→ **DOCUMENT EXCERPT**:
Self-template synthesis of hierarchically structured Co3O4@NiO bifunctional electrodes for selective nitrate reduction and tetrahydroisoquinolines semi-dehydrogenation

The rational design and synthesis of hierarchically hollow nanostructures with controlled spatial architecture and composition are significant in electrocatalysis owing to their abundant active sites and the expedited electron/mass transfer. Electrocatalytic nitrate reduction to ammonia is of great interest from the points of environmental protection and energy saving. However, the development of this technology is hindered by the lack of efficient nitrate-to-ammonia electrocatalysts and the kinetically sluggish oxygen evolution reaction at the anode. Herein, a novel self-template conversion method was developed for the synthesis of Co3O4@NiO hierarchical nanotubes (Co3O4@NiO HNTs) with NiO porous nanosheets assembled on Co(3)O(4)nanotubes. The as-obtained Co3O4@NiO HNTs exhibited an outstanding performance for both the cathodic nitrate electroreduction to ammonia reaction and the anodic tetrahydroisoquinolines (THIQs) semi-dehydrogenation to dihydroisoquinolines (DHIQs). Importantly, a two-electrode system of Co3O4@NiO HNTs parallel to Co3O4@NiO HNTs was constructed for the simultaneous synthesis of ammonia and DHIQs with high selectivity and robust stability.

→ **RECORDED DATA**:
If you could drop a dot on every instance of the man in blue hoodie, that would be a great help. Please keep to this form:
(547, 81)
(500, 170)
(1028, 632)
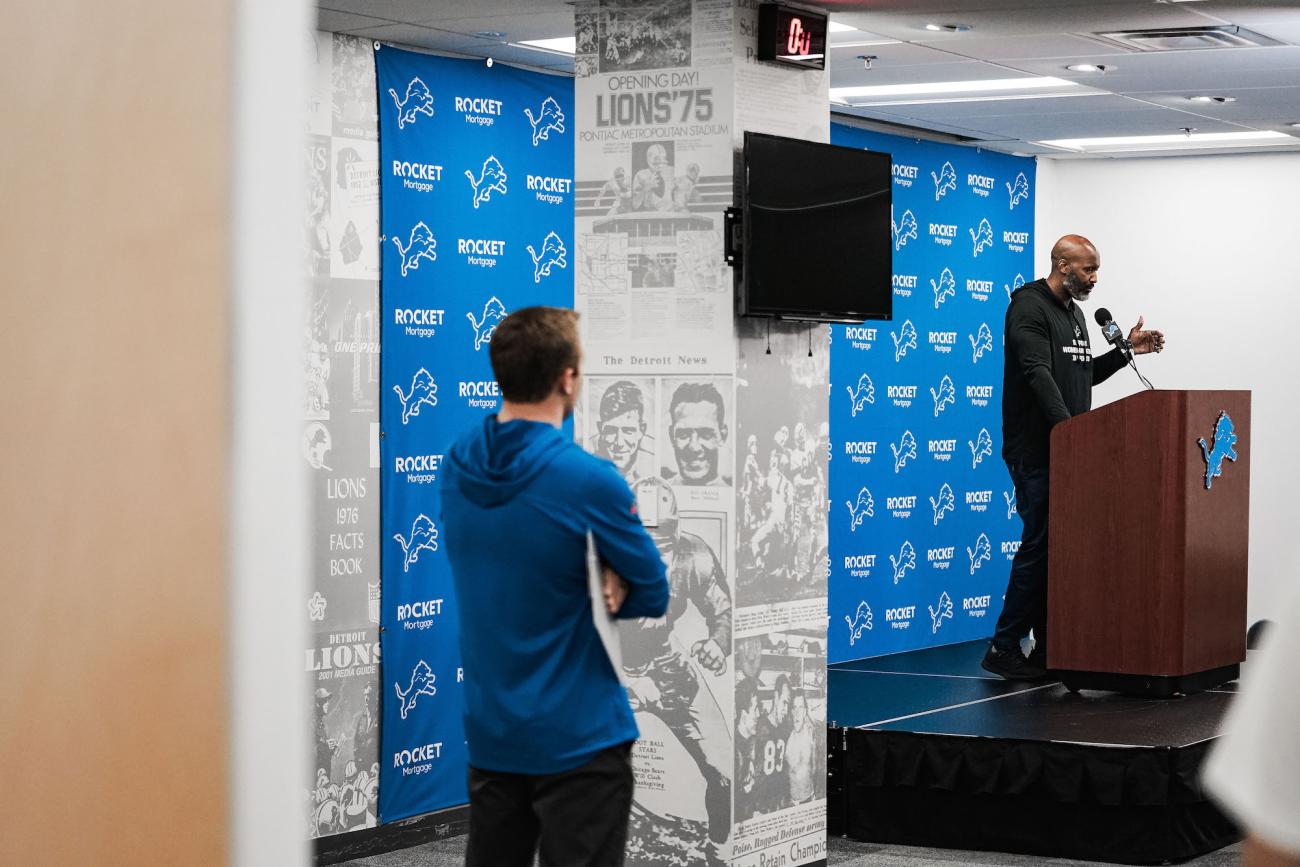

→ **TO DO**: Give each abbreviation that the abstract introduces in parentheses, along with the full term it stands for. Please rely on the abstract alone, not the listing.

→ **FINISHED EXERCISE**:
Co3O4@NiO HNTs: Co3O4@NiO hierarchical nanotubes
THIQs: tetrahydroisoquinolines
DHIQs: dihydroisoquinolines